*AUFGABE*
Nenne alle geografischen Namen von Bergen, Pässen und Orten, die im Text über die Gemmi als eigenständige Namen vorkommen. Adjektivformen wie „Walliser“ und „Berner“, den Spitznamen sowie den Hotelnamen lässt du weg.

Die Gemmi hat den Spitznamen "Schweizer Dolomiten" erhalten, und dieser Panoramablick erklärt, warum.
Oben an der Bergstation befindet sich auch die Gemmi Lodge, das gerade eine umfassende Renovierung hinter sich hat. Es gibt eine Terrasse mit einem kleinen Sky Walk, der einen Blick über ganz Leukerbad und eine Reihe von berühmten Walliser Gipfeln in der Ferne eröffnet.
Während das Hotel im Stil einer Berghütte gehalten ist, hat es der Rest auf sich. Riesige Fensterfronten wohin man nur schaut, alles im feinsten Mountain-Chic gebaut und dekoriert. Tolles Essen, dass jeden Tag frisch zubereitet wird und ein Spa, der Seinesgleichen sucht. Die Saunas haben nämlich ebenfalls grosse Fenster vom Boden bis zur Decke und geben die Sicht auf Leukerbad und das riesige Panorama frei.
Wenn man die Gemmi zum ersten Mal besucht, ist es üblich, eine Tour um den See zu machen. Auf gut ausgebauten Wegen ist diese Wanderung in 1-2 Stunden zu bewältigen, vorbei an der Rückwand des mächtigen Rinderhorns.
Die Gemmi war früher ein wichtiger Pass. Folgt man dem Weg hinter dem See weiter hinunter, gelangt man auf die Berner Seite der Berge, nach Kandersteg.

*GEZEIGTE DATEN*

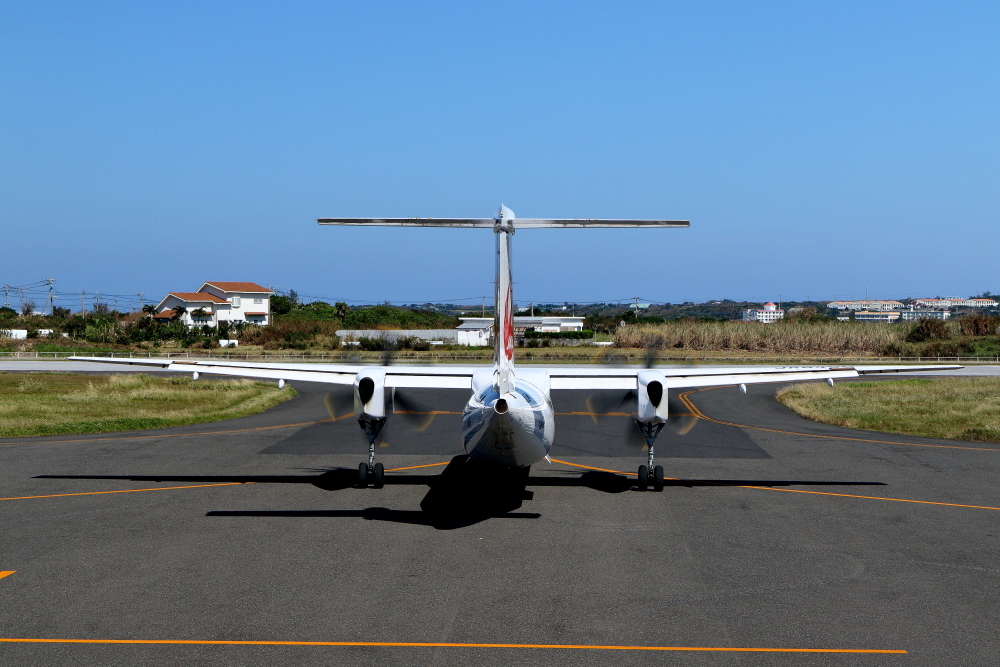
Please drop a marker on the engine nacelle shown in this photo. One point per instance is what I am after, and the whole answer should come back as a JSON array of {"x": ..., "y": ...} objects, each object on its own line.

*LÖSUNG*
Gemmi, Leukerbad, Rinderhorn, Kandersteg